- **PROBLEM STATEMENT**
Turn the records, from their first line through the line holding "[[1132, 0], [1129, 27], [1150, 351], [1304, 334], [1304, 4]]" inclusive, into a JSON list of strings with one string per line, leaving out blank lines and the picture.
* begin INPUT DATA *
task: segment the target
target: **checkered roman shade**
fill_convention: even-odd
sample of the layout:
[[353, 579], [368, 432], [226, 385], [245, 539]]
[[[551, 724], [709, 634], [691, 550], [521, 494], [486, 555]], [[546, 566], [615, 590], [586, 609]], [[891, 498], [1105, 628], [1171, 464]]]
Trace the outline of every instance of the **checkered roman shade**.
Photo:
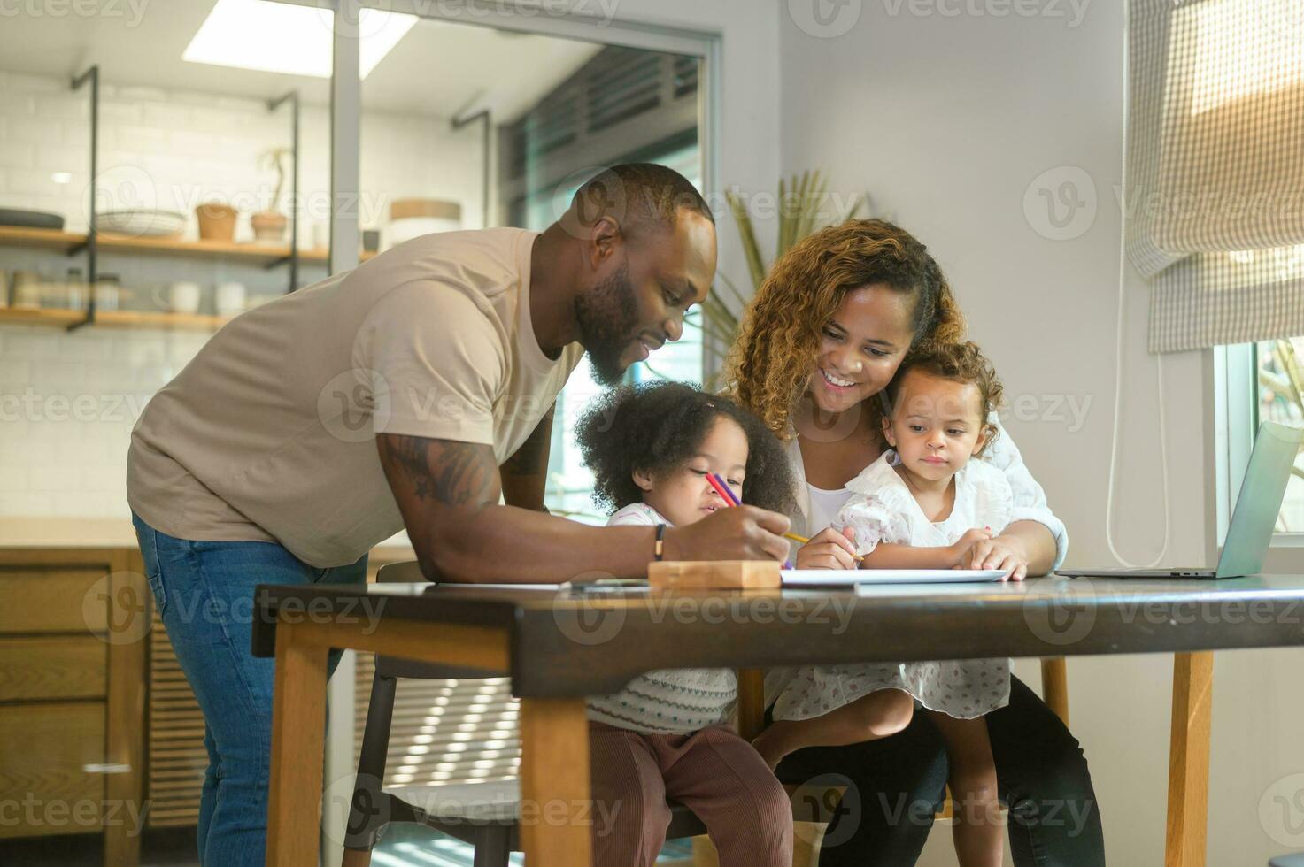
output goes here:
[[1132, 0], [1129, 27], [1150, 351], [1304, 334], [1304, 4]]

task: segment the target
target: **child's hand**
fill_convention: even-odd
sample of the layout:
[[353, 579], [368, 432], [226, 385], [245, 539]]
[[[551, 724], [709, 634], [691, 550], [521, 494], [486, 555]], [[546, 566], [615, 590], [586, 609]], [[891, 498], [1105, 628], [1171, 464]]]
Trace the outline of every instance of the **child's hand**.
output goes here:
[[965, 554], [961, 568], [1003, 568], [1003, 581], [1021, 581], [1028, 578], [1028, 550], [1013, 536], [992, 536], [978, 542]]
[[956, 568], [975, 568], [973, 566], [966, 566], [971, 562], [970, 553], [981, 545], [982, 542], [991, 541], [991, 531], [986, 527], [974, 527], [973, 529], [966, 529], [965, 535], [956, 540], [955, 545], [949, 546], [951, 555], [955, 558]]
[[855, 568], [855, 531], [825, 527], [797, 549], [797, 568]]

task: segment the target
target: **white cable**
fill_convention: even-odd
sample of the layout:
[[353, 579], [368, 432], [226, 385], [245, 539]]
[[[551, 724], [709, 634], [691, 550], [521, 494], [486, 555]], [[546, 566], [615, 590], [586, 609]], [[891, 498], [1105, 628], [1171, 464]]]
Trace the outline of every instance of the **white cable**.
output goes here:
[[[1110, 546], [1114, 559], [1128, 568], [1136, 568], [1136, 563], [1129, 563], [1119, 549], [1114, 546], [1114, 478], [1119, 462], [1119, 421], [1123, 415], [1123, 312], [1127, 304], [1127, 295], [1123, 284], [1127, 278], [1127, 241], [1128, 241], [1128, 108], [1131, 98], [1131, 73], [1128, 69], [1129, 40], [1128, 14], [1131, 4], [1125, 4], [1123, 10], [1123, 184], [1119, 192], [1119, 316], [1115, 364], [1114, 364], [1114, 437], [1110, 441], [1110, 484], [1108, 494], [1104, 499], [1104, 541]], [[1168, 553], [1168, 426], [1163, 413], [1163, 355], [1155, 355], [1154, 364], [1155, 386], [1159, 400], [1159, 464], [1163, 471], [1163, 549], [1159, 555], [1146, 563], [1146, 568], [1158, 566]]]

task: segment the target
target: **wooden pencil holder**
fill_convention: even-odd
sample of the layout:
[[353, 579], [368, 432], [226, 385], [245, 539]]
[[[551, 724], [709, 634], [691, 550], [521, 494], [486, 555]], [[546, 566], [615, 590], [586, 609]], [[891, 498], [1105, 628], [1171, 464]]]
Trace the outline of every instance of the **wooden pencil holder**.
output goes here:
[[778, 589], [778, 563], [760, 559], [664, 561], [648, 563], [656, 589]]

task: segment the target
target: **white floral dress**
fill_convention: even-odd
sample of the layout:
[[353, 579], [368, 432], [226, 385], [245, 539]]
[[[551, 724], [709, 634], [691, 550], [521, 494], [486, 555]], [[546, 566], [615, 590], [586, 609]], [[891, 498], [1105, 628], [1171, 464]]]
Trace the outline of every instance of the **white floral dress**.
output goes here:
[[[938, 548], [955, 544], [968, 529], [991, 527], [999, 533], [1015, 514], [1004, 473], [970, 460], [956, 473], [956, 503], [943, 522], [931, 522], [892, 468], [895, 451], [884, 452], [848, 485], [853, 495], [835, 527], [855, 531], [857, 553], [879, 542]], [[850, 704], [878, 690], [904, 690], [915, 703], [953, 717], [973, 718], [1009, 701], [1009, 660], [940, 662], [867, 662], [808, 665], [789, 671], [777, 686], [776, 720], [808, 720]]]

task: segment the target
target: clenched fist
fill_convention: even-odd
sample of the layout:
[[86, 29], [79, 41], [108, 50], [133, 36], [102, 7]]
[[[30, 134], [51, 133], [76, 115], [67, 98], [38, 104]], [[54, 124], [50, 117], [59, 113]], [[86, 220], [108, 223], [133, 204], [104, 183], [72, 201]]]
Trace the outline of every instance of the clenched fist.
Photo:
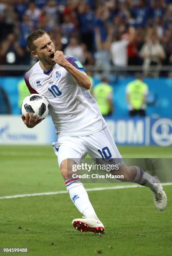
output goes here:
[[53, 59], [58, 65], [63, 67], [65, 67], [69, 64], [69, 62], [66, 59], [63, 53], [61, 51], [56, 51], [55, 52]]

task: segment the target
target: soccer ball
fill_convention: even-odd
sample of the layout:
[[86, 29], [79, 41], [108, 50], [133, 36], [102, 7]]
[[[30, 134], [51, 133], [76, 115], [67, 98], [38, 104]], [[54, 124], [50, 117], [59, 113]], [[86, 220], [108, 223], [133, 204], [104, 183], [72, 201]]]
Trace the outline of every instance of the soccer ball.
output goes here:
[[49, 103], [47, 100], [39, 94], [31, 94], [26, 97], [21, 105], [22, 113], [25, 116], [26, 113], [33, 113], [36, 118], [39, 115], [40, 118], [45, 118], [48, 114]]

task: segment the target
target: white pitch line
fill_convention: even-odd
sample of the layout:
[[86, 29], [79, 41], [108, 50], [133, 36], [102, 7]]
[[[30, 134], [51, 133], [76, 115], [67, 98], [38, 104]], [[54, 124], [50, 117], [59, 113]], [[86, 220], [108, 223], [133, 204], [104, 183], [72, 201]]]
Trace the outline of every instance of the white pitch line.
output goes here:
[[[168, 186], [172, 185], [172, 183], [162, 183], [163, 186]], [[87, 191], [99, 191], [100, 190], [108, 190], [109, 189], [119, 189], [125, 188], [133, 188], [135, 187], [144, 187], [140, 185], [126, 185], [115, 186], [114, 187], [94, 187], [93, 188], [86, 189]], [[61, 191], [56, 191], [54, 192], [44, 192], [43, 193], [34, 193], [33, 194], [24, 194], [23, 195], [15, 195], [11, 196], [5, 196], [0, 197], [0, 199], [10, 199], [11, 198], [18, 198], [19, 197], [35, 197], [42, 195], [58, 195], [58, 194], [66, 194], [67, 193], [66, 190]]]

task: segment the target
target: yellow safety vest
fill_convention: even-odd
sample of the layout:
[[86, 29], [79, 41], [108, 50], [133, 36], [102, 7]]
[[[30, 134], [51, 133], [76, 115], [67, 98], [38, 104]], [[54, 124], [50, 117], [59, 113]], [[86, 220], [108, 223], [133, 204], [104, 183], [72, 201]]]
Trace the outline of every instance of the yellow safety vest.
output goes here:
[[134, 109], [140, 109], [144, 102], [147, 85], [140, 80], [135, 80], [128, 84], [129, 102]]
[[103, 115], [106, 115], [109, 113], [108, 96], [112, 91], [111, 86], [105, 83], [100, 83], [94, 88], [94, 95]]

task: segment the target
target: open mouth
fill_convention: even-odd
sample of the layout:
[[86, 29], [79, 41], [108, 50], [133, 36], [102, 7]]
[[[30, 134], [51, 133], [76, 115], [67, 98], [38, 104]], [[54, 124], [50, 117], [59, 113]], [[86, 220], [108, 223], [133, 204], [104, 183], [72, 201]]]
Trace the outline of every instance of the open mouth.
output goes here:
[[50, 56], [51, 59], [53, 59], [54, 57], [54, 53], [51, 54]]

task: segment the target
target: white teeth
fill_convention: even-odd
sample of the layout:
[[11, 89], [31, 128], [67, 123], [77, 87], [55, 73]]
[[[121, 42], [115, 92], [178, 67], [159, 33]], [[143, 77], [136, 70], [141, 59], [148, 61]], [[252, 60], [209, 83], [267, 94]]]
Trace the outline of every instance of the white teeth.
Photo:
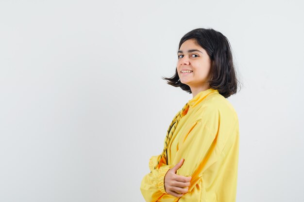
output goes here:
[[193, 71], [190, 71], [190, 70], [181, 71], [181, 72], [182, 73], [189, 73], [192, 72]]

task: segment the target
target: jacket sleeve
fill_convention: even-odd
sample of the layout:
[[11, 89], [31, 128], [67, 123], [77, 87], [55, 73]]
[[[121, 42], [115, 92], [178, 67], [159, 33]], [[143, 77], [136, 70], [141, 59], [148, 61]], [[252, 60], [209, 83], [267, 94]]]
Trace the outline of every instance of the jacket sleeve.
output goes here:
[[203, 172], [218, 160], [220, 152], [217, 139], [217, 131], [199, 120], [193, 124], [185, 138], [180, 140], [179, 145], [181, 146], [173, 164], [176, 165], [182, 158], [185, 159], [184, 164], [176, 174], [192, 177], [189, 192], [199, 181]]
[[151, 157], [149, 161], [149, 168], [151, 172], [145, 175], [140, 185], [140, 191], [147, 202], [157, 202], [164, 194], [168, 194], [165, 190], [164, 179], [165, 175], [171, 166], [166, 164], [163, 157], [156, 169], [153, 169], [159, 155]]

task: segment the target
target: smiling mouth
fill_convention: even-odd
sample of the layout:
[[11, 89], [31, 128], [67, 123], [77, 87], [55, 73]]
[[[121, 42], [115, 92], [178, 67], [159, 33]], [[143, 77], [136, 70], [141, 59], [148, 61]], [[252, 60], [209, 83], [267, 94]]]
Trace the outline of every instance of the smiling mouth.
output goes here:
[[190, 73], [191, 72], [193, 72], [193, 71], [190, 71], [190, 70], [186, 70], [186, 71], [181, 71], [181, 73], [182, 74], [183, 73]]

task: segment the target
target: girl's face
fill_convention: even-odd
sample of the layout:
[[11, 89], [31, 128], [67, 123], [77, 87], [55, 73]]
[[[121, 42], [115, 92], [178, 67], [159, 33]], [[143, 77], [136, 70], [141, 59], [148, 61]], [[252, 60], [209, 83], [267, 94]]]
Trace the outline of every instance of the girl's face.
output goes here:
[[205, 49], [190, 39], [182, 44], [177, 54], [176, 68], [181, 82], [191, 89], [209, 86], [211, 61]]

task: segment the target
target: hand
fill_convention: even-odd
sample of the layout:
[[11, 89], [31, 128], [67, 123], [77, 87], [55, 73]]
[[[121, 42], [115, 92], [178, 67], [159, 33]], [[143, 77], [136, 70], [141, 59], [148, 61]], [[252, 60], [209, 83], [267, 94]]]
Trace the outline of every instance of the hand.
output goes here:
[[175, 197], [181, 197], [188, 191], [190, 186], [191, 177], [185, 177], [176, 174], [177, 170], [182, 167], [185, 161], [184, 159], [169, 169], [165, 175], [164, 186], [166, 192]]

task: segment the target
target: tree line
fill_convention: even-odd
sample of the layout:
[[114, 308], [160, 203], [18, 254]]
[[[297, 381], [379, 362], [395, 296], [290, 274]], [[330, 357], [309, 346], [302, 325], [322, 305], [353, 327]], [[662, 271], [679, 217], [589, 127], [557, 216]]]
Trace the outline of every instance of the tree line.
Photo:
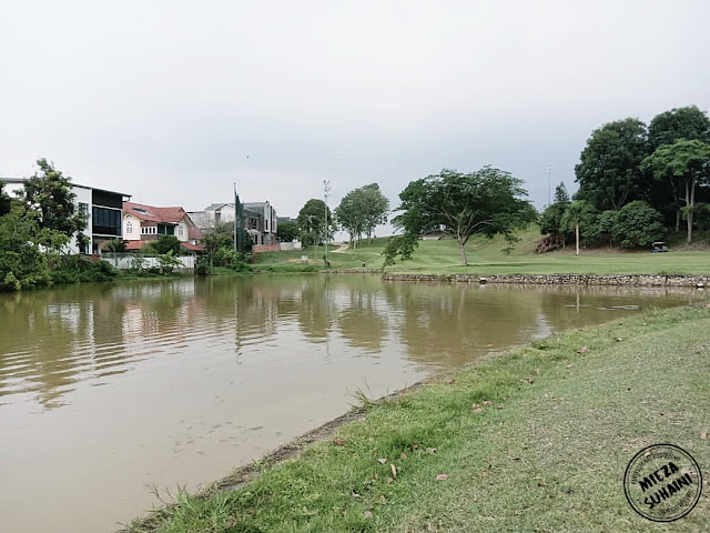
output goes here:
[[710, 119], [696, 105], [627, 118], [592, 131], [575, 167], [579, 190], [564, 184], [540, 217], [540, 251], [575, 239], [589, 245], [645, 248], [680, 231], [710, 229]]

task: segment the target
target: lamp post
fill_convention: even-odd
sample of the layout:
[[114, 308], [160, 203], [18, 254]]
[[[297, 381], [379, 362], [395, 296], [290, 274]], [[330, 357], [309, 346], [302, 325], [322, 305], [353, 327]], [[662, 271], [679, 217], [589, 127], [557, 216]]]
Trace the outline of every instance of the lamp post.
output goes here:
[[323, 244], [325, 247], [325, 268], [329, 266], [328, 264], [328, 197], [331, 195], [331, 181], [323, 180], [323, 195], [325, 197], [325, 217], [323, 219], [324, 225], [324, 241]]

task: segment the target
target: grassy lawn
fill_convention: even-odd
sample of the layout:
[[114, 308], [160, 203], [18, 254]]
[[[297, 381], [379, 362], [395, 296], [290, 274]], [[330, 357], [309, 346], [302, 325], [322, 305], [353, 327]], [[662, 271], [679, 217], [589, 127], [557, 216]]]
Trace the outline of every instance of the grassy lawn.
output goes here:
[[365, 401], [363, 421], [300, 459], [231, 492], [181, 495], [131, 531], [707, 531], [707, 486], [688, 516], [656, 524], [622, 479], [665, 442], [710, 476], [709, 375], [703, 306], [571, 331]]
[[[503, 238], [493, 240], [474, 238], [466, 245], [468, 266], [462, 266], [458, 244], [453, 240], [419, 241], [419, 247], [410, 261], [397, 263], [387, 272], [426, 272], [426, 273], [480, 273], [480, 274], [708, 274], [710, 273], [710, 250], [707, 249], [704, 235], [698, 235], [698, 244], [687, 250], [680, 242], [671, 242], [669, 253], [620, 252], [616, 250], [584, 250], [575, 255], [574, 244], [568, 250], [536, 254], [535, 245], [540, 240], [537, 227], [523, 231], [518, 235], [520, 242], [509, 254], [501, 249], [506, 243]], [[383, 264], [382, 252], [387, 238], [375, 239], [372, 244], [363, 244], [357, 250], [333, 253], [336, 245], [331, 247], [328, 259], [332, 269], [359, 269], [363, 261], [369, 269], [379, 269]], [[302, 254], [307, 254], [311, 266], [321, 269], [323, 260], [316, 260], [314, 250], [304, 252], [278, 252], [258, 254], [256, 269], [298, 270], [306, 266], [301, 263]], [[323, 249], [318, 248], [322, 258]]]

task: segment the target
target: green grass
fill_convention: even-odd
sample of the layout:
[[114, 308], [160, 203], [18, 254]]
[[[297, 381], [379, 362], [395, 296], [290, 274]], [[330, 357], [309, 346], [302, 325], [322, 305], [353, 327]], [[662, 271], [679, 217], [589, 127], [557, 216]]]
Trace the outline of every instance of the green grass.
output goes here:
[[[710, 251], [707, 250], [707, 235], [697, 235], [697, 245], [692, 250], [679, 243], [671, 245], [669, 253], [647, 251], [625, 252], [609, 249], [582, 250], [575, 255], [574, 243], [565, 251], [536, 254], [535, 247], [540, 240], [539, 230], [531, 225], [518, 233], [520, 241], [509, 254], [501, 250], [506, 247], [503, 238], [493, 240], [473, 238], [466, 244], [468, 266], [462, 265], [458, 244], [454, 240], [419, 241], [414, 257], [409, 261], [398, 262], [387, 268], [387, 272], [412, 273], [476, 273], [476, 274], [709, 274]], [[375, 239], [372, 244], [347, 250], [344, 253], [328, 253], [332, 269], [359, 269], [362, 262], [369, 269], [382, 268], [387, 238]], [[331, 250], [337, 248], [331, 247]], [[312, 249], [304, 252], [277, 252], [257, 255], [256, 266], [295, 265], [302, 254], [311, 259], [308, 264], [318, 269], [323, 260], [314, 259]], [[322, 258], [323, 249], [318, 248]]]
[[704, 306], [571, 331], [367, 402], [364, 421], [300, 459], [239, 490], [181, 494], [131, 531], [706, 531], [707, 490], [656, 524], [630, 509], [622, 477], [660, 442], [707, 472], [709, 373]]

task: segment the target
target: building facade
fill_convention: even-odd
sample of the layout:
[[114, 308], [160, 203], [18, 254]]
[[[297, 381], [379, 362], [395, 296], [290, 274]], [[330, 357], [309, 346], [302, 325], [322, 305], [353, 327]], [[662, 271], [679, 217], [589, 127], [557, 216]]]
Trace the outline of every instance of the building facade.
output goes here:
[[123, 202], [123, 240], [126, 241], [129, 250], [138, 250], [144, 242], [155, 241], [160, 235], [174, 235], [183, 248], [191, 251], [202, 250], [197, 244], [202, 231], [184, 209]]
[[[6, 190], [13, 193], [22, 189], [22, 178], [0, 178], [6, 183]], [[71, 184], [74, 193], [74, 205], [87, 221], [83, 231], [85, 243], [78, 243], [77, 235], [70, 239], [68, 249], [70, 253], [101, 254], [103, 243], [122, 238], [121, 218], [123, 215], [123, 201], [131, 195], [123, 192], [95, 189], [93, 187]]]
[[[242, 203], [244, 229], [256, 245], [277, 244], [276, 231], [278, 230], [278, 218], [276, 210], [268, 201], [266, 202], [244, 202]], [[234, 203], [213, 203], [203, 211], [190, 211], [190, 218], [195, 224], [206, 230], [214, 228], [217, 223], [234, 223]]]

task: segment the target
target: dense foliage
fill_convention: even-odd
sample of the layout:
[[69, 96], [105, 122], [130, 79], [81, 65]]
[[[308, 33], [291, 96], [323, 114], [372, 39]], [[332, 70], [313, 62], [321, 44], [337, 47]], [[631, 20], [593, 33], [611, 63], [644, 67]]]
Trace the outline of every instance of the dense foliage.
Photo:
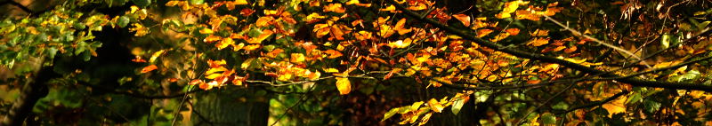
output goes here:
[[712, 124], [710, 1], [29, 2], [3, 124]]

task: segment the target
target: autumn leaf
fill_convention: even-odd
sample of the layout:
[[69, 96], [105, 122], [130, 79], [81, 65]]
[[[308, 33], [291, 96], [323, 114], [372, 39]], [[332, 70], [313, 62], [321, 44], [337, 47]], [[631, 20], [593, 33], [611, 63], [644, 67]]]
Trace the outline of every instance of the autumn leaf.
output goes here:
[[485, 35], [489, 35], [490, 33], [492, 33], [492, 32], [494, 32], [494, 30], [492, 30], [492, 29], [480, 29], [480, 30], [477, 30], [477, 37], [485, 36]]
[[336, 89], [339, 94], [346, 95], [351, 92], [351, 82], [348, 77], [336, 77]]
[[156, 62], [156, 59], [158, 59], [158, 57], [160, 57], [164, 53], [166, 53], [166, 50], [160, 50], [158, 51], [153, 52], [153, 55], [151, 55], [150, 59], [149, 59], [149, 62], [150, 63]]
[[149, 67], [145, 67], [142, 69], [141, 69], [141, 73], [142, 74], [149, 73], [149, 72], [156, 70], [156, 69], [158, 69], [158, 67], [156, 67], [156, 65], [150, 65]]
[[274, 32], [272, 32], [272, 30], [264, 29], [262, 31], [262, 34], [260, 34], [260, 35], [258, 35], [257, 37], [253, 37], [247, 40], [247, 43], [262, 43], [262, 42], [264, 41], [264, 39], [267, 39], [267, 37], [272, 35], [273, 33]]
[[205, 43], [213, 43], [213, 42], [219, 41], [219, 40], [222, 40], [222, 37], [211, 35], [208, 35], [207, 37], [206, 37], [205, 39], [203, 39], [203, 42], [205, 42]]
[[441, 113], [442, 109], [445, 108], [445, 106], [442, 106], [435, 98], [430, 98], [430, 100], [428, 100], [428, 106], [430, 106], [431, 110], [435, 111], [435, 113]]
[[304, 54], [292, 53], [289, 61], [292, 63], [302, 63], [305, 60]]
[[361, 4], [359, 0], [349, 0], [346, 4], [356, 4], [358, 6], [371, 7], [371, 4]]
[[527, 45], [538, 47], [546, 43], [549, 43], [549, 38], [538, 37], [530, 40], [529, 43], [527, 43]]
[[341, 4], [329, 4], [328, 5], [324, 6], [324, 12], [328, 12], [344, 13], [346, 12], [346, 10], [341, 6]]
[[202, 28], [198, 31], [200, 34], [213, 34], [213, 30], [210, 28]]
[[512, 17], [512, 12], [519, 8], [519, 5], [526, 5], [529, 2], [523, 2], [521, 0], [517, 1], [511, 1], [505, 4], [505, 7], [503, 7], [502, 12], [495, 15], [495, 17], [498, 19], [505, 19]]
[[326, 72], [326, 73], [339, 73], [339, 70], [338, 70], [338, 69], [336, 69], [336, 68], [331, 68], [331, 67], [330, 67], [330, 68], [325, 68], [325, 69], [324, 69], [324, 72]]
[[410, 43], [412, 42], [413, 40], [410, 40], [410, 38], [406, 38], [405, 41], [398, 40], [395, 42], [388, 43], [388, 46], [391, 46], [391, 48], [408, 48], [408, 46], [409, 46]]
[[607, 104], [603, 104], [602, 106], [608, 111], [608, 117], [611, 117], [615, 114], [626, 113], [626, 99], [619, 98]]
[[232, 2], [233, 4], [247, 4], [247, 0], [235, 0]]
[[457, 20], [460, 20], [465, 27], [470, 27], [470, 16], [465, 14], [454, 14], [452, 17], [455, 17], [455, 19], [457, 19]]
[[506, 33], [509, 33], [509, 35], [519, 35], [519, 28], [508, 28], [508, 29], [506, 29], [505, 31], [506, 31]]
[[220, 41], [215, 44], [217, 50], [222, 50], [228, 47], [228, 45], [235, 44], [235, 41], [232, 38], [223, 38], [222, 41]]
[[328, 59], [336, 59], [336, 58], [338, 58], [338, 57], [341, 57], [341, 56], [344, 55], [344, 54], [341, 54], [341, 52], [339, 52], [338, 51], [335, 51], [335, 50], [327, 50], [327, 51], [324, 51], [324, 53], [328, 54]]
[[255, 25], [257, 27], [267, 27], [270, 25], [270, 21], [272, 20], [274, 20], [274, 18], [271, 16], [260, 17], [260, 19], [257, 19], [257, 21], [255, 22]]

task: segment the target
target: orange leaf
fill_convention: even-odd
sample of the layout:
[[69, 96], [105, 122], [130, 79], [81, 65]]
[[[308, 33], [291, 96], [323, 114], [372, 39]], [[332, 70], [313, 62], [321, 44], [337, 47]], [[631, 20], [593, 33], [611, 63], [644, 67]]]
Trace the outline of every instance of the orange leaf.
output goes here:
* end INPUT DATA *
- **WORKED SOLUTION**
[
  "task: segment the target",
  "target: **checkered roman shade**",
  "fill_convention: even-odd",
  "sample of the layout:",
  "[[353, 579], [368, 432], [226, 385], [245, 539]]",
  "[[[551, 724], [709, 634], [691, 550], [521, 494], [486, 555]], [[546, 566], [615, 590], [586, 609]], [[891, 498], [1105, 628], [1171, 464]]]",
  "Trace the outline of every instance of the **checkered roman shade**.",
  "Photo:",
  "output goes here:",
  "[[1132, 0], [1129, 27], [1150, 351], [1304, 334], [1304, 4]]"
]